* Record extracts *

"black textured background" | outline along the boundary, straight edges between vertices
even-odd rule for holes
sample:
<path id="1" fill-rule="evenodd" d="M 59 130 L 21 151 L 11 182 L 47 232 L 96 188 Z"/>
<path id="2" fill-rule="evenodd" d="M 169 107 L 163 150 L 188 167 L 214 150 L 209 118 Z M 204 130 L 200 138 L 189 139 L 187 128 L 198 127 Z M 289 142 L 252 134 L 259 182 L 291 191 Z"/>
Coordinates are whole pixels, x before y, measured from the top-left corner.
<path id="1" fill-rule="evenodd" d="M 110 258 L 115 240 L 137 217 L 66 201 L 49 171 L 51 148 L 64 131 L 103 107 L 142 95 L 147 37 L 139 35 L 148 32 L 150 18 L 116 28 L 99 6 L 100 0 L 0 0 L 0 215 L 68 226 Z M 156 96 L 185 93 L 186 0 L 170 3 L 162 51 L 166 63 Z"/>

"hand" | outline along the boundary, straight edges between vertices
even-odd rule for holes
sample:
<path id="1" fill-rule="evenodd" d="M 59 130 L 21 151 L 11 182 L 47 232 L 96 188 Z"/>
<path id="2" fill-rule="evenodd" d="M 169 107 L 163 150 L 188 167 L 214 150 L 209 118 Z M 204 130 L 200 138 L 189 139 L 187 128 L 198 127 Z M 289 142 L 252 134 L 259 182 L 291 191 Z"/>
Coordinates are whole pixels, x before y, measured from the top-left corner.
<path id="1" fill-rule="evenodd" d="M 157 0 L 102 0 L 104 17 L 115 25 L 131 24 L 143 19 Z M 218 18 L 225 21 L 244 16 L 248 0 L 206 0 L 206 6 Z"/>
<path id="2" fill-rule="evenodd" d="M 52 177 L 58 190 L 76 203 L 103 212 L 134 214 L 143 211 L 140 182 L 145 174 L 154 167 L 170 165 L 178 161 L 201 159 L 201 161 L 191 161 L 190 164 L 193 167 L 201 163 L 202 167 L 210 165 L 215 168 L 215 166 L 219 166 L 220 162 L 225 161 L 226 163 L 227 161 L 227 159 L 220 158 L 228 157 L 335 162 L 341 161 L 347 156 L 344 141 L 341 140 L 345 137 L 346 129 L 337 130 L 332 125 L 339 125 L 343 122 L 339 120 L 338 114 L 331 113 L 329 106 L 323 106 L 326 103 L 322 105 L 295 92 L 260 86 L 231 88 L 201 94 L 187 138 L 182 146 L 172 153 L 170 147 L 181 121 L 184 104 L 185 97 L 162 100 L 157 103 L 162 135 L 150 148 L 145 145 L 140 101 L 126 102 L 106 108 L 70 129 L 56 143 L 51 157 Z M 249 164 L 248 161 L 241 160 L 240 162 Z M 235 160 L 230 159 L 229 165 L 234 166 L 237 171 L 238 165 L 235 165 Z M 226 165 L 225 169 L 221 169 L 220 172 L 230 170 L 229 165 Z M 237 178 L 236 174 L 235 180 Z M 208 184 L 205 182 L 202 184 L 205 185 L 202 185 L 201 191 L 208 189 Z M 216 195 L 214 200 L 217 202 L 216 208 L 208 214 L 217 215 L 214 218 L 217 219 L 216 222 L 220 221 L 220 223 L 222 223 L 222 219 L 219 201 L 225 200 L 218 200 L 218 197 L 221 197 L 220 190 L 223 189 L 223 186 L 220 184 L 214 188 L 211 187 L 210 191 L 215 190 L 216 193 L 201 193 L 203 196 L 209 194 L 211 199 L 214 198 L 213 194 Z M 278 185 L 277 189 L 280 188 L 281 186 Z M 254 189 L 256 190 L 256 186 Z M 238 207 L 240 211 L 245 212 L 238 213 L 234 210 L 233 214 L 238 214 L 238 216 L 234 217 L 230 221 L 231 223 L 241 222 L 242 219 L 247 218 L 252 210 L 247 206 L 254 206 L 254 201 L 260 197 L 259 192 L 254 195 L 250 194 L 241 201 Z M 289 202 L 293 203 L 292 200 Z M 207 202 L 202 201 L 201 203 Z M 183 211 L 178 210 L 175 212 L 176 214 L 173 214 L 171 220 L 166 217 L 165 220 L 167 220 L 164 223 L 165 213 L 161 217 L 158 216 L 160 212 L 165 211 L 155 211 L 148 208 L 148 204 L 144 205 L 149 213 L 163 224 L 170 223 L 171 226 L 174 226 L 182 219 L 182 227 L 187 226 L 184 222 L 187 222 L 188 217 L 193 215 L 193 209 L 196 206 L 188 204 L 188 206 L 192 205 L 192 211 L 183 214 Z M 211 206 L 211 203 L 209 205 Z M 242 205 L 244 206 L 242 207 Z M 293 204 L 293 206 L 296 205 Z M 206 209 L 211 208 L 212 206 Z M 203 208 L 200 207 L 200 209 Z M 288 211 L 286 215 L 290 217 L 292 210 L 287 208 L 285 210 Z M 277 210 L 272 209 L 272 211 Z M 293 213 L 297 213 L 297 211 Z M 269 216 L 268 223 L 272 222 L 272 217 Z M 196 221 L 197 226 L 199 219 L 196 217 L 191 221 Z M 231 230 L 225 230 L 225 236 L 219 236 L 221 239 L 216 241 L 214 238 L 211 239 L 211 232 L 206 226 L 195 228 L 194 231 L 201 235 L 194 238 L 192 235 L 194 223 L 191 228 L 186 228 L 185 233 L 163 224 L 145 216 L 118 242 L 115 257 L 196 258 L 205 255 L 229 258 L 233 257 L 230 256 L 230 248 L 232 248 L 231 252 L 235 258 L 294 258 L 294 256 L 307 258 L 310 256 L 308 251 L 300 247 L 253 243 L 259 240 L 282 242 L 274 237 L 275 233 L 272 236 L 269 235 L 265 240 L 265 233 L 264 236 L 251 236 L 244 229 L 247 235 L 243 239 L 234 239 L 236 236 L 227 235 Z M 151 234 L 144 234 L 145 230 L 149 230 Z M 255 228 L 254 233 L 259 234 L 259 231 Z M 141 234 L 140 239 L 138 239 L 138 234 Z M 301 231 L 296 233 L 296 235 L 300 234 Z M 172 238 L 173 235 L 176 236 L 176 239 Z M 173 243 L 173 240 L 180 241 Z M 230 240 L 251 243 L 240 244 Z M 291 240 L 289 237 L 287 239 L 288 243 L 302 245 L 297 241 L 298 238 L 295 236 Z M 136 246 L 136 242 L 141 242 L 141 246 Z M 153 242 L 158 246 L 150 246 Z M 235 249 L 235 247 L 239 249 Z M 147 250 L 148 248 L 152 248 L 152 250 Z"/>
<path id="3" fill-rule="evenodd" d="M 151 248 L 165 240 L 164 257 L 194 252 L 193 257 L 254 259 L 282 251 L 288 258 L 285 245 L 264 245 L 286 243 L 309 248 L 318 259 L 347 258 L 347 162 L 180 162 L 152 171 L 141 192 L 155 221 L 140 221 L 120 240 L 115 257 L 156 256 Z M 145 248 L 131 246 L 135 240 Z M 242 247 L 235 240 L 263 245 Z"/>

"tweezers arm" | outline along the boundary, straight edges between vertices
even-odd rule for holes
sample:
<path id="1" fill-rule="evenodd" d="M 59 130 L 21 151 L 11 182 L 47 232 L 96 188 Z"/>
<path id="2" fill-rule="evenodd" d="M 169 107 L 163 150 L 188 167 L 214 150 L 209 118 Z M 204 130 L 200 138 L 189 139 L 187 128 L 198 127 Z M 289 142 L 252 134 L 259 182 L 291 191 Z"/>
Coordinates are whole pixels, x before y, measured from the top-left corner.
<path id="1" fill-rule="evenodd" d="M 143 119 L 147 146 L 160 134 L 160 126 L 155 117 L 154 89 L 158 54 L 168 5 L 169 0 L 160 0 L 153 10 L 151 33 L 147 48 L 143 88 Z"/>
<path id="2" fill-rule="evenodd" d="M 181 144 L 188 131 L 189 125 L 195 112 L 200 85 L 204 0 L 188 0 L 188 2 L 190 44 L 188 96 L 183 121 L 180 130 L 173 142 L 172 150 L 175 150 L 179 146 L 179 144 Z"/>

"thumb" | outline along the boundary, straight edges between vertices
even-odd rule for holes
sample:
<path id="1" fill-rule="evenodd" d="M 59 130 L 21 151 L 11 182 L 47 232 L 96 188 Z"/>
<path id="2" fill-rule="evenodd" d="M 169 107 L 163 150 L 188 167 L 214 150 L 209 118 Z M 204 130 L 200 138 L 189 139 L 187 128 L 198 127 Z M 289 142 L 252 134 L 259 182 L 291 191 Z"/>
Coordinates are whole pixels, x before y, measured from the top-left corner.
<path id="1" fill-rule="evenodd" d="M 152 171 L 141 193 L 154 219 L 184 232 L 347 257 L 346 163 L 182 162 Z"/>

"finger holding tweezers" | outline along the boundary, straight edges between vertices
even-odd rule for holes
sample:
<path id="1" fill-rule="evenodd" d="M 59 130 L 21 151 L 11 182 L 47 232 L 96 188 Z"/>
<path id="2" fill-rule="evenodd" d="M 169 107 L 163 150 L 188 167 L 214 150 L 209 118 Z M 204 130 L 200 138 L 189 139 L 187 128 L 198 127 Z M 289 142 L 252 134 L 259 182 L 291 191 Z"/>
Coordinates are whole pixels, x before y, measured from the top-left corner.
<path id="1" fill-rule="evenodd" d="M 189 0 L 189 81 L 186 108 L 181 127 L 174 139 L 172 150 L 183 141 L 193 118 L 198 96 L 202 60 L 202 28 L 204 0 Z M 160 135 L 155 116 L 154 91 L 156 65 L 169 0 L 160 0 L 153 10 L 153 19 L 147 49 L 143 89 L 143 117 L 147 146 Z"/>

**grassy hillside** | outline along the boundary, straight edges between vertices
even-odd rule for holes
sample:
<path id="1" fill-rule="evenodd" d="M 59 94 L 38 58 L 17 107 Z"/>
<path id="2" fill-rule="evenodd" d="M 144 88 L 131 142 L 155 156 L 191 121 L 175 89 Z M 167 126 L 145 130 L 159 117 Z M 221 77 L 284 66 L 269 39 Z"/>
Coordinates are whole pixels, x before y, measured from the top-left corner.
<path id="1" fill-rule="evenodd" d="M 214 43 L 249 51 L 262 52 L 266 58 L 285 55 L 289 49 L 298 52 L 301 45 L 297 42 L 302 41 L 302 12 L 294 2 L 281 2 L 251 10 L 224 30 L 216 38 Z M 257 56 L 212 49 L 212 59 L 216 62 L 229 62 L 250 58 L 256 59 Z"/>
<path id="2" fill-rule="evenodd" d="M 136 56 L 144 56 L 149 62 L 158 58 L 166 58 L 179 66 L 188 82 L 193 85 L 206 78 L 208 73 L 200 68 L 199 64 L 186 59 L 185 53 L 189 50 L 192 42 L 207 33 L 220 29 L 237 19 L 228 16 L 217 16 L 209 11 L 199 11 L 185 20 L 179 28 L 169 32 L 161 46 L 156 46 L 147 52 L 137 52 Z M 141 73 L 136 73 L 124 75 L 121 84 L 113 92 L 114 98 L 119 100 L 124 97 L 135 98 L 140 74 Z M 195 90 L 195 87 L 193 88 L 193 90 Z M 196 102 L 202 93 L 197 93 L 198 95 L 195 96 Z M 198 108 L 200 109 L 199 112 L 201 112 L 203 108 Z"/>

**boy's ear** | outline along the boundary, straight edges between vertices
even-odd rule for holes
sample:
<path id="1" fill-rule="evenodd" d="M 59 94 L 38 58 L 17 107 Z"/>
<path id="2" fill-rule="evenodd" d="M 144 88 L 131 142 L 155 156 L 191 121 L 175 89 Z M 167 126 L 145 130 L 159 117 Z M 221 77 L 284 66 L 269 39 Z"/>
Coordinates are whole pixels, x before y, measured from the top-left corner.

* Do this *
In the records, take the part that opens with the line containing "ear** | outline" and runs through the end. Rewrite only that part with "sample" changed to "example" and all else left as it is.

* Result for this task *
**boy's ear** | outline along the boundary, straight edges between vertices
even-odd rule for holes
example:
<path id="1" fill-rule="evenodd" d="M 59 94 L 38 58 L 17 107 Z"/>
<path id="2" fill-rule="evenodd" d="M 144 88 L 131 142 L 155 156 L 191 121 L 175 89 Z M 167 126 L 145 130 L 159 117 Z M 221 77 L 284 66 L 269 39 Z"/>
Coordinates are whole pixels, x before y, measured from the top-left corner.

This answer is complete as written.